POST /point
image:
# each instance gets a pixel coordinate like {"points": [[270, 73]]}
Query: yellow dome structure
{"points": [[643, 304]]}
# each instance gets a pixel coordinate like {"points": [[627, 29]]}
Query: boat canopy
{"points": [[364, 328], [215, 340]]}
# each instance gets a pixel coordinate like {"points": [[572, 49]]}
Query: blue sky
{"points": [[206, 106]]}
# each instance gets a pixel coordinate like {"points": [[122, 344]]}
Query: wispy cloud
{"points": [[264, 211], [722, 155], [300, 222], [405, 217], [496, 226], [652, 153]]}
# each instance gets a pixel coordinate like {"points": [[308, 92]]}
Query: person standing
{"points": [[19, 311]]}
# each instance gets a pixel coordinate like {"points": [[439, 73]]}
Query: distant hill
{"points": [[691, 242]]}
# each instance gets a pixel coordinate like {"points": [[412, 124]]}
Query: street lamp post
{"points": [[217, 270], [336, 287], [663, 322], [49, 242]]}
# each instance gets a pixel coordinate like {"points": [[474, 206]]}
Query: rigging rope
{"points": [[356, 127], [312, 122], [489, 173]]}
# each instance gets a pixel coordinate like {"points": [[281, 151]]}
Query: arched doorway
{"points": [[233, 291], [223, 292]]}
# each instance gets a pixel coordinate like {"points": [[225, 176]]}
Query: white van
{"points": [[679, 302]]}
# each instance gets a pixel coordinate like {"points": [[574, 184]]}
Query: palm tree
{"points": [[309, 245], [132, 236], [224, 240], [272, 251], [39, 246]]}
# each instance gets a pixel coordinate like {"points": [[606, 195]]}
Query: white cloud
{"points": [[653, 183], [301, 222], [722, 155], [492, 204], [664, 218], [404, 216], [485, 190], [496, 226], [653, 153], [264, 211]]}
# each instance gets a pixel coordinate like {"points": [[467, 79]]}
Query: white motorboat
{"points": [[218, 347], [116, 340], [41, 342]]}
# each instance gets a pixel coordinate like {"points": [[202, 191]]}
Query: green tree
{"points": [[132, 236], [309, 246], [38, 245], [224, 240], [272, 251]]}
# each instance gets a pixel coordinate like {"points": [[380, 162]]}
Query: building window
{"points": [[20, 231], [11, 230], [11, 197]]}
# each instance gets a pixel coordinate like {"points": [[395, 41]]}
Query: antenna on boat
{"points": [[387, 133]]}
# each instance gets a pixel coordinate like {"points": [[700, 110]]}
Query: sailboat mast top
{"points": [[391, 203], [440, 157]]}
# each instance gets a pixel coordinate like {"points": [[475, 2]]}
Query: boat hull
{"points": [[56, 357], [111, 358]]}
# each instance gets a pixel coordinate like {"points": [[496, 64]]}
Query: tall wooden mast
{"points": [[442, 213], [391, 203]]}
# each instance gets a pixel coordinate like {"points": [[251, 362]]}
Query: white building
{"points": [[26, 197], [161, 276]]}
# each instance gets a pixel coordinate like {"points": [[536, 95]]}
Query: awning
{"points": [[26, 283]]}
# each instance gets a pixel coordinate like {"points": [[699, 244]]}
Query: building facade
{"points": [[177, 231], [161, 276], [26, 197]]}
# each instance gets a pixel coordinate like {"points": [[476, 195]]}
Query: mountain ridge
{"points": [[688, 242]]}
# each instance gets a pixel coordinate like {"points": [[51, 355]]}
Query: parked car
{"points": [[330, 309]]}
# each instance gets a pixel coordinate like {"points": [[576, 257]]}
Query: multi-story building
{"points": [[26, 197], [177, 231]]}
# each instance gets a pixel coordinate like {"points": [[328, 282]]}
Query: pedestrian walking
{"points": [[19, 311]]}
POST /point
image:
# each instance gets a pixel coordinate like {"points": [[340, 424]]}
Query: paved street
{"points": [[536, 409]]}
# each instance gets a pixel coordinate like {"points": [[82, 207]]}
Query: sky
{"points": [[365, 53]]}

--

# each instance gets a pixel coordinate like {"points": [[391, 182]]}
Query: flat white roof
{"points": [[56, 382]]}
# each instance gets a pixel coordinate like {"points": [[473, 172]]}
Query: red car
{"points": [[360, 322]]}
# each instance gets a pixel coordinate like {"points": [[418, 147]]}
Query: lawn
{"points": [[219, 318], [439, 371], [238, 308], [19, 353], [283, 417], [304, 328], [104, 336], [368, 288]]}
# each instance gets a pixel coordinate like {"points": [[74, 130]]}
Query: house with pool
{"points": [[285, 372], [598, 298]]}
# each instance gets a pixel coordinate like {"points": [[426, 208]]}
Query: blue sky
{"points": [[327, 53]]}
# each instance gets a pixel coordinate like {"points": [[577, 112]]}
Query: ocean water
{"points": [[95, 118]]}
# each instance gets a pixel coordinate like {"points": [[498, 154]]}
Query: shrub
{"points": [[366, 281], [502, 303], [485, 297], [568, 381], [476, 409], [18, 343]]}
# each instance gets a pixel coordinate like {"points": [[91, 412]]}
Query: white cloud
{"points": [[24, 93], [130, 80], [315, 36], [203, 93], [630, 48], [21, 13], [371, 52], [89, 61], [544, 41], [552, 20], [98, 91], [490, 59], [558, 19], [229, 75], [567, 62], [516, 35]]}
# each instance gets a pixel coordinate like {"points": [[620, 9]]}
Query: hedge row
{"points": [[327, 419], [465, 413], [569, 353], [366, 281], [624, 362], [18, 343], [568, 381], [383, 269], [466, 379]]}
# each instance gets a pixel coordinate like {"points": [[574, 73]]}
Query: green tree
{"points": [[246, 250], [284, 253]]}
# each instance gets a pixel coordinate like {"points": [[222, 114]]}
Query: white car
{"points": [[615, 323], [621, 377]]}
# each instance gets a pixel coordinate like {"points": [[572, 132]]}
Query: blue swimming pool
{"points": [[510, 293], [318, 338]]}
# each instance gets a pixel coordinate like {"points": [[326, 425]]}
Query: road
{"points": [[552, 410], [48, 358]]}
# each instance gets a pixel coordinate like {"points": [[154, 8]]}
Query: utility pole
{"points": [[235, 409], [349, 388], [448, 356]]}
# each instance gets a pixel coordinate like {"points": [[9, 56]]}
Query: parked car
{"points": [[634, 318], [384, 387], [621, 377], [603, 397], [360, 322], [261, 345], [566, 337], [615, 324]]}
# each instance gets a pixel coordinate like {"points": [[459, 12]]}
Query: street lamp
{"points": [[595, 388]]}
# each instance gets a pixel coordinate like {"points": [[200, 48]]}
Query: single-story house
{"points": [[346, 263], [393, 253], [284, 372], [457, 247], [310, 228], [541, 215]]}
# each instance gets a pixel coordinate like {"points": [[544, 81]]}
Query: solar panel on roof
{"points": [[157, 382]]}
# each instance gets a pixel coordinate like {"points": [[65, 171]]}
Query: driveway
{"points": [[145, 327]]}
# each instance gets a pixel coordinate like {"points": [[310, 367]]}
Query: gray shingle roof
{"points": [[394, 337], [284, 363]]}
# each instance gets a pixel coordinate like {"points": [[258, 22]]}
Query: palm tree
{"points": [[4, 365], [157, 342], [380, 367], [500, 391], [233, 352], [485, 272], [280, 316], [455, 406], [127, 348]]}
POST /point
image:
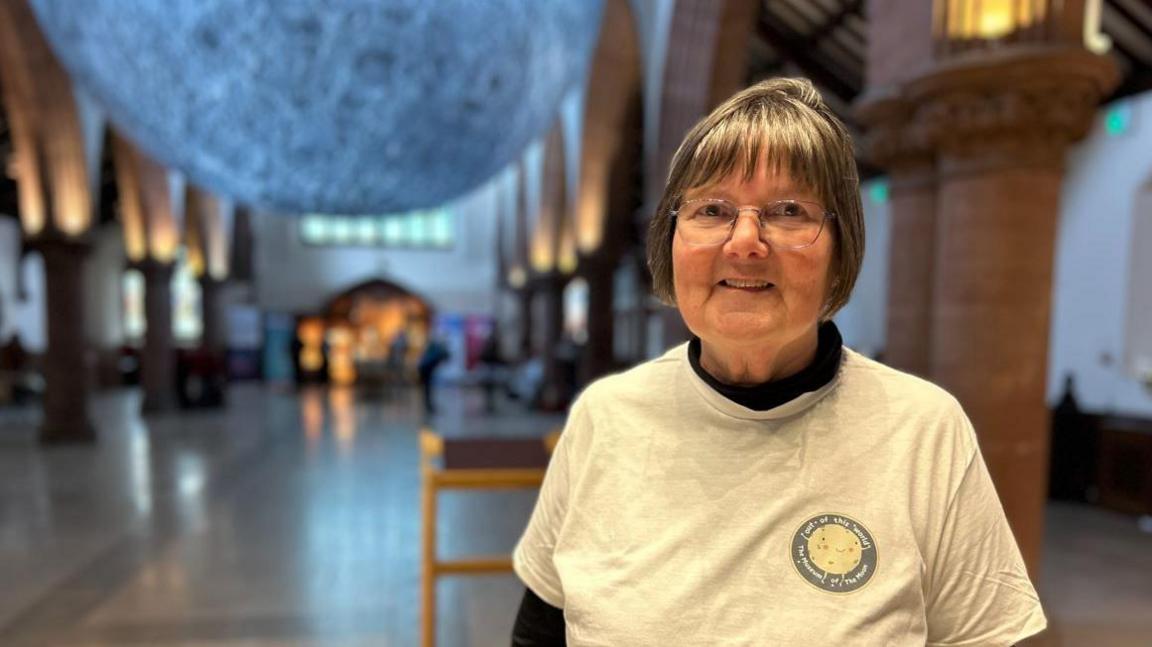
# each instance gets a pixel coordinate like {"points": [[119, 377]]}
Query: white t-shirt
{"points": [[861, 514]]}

**TASK PROMPT:** Which lines in the records contain the word "street"? List each one in full, and count a match only when the case is the same.

**WRITTEN SOLUTION:**
Query: street lamp post
Query: paved street
Query: street lamp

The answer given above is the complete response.